What you need to do
Copy out every line of the records below word for word, changing nothing.

......

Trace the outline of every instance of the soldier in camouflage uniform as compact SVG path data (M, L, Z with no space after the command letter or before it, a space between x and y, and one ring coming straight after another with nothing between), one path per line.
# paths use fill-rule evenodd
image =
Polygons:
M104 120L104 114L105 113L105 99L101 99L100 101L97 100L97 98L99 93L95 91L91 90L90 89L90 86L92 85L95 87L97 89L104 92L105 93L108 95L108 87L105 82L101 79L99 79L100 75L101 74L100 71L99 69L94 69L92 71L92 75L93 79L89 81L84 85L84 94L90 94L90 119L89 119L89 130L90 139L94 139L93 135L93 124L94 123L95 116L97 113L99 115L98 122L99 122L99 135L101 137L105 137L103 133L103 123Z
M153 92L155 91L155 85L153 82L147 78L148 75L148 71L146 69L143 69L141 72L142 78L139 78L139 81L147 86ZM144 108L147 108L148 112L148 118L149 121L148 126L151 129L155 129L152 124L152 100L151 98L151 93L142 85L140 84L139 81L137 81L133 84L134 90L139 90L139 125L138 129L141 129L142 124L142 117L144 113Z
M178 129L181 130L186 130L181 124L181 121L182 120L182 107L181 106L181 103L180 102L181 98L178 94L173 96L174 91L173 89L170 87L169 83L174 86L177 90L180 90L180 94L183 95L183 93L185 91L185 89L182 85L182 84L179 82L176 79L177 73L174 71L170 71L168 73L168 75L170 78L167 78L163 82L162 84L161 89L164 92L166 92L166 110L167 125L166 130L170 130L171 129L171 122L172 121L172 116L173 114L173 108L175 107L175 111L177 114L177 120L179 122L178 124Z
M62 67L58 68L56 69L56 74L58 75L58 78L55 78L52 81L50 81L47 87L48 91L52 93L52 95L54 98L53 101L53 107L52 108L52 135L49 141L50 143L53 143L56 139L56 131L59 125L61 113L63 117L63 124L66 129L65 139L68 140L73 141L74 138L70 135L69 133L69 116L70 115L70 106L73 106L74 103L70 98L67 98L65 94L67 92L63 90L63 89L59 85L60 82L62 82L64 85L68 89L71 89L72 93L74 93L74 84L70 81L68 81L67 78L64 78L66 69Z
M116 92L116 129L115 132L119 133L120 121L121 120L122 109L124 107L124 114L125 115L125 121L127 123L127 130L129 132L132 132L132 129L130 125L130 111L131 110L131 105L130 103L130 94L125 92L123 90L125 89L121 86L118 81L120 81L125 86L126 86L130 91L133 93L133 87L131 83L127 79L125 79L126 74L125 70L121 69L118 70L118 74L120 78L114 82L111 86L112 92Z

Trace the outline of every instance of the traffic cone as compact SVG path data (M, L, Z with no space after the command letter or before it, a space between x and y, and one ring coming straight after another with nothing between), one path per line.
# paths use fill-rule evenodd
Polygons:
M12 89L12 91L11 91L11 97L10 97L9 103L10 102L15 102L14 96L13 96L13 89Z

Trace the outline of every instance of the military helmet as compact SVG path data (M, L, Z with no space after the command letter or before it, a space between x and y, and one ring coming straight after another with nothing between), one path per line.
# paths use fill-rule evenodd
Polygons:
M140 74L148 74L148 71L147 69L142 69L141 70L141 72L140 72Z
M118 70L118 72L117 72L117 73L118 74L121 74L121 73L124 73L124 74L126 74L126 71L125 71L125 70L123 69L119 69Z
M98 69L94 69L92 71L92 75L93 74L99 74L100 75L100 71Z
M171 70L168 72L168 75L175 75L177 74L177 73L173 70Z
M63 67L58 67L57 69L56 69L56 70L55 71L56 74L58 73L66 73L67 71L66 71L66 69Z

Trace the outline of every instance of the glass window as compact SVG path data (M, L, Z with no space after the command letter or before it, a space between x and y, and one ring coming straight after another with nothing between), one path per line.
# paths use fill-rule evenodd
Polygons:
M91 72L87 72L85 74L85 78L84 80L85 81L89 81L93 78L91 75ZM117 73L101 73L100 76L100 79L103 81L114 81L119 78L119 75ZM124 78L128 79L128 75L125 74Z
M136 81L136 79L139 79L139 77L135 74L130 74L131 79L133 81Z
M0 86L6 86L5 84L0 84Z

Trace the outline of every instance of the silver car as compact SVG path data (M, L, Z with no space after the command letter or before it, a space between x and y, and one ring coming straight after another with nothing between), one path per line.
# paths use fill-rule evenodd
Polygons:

......

The completed task
Trace the outline of every instance of the soldier in camouflage uniform as compact SVG path data (M, L, Z with no space after the command letter or before it, a space between x and y, and one ring coming straight after another with nothing between), one path per line.
# paths use fill-rule evenodd
image =
Polygons:
M104 120L104 114L105 113L105 99L101 99L100 101L97 100L97 98L99 93L95 91L91 90L90 89L90 86L92 85L95 87L97 89L104 92L105 93L108 95L108 87L105 82L101 79L99 79L100 75L101 74L100 71L99 69L94 69L92 71L92 75L93 79L89 81L84 85L84 94L90 94L90 119L89 119L89 130L90 139L94 139L93 135L93 124L94 123L95 116L97 113L99 115L98 122L99 122L99 135L101 137L105 137L103 133L103 123Z
M153 92L155 91L155 85L153 82L147 78L148 75L148 71L146 69L143 69L141 72L142 78L139 78L139 81L147 86ZM144 108L147 108L148 112L148 118L149 121L148 126L151 129L155 129L152 124L152 100L151 98L151 93L142 85L140 84L139 81L137 81L133 84L134 90L139 90L139 125L138 129L141 129L142 124L142 117L144 113Z
M178 129L181 130L186 130L181 124L181 121L182 120L182 107L181 106L181 103L180 102L181 98L178 94L173 96L174 91L173 89L170 87L169 83L174 86L177 90L180 90L180 94L183 95L183 93L185 91L185 89L182 85L182 84L179 82L176 79L177 73L174 71L170 71L168 73L168 75L170 78L167 78L163 82L162 84L161 89L164 92L166 92L166 110L167 125L166 130L170 130L171 129L171 122L172 121L172 116L173 114L173 108L175 107L175 111L177 114L177 120L179 122L178 124Z
M62 67L58 68L56 69L56 74L58 75L58 78L55 78L52 81L50 81L47 87L48 91L52 93L52 95L54 98L53 101L53 107L52 108L52 135L49 141L50 143L53 143L56 139L56 131L59 125L61 113L63 117L63 124L66 129L65 139L68 140L73 141L74 138L70 135L69 133L69 116L70 115L70 106L73 106L74 103L70 98L67 98L65 94L67 92L63 90L63 89L59 85L60 82L62 82L64 85L68 89L71 89L72 93L74 93L74 84L70 81L68 81L67 78L64 78L66 69Z
M116 92L116 129L115 132L119 133L120 121L121 120L122 109L124 107L124 114L125 115L125 121L127 123L127 130L129 132L132 132L132 129L130 125L130 111L131 110L131 105L130 103L130 94L125 92L123 90L125 89L121 86L118 81L120 81L125 86L126 86L130 91L133 93L133 87L131 83L127 79L125 79L126 74L125 70L121 69L118 70L118 74L120 78L114 82L111 86L112 92Z

Trace the outline of every instance of the traffic cone as compact SVG path data (M, L, Z with no space after the command letter or before it, a space between x and y, and one ring coming straight after another with nothing between), one path per line.
# paths use fill-rule evenodd
Polygons:
M12 89L12 91L11 91L11 97L10 97L9 103L10 102L15 102L14 96L13 96L13 89Z

Trace the outline of every instance of the military helmet as compact SVG path data (M, L, Z with no space after the command letter or before it, a space between x and y, and one ring coming straight after another with nothing between), one path per line.
# paths use fill-rule evenodd
Polygons:
M140 74L148 74L148 71L147 69L142 69L141 70L141 72L140 72Z
M118 70L118 72L117 72L117 73L118 74L121 74L121 73L124 73L124 74L126 74L126 71L125 71L125 70L123 69L119 69Z
M98 69L94 69L92 71L92 75L93 74L99 74L100 75L100 71Z
M171 70L168 72L168 75L175 75L177 74L177 73L173 70Z
M63 67L58 67L57 69L56 69L56 70L55 71L56 74L58 73L66 73L67 71L66 71L66 69Z

Trace the outline of every instance of the glass window as compact SVG path data (M, L, Z with no space after the command letter or before it, a space between x and y, and one ring coming straight after another with nothing between), one path per line.
# paths use fill-rule evenodd
Polygons:
M91 72L87 72L85 74L85 78L84 80L85 81L89 81L93 78L91 75ZM117 73L101 73L100 76L100 79L103 81L114 81L119 78L119 75ZM124 78L128 79L128 75L125 74Z
M136 81L136 79L139 79L139 77L135 74L130 74L131 79L133 81Z
M0 86L6 86L5 84L0 84Z

Trace the outline of every instance of the silver car as compact SVG path data (M, L, Z with no space after the command letter or before it, a space between x and y, and one ring coming straight after another with nothing between), one path per line.
# paths use fill-rule evenodd
Polygons:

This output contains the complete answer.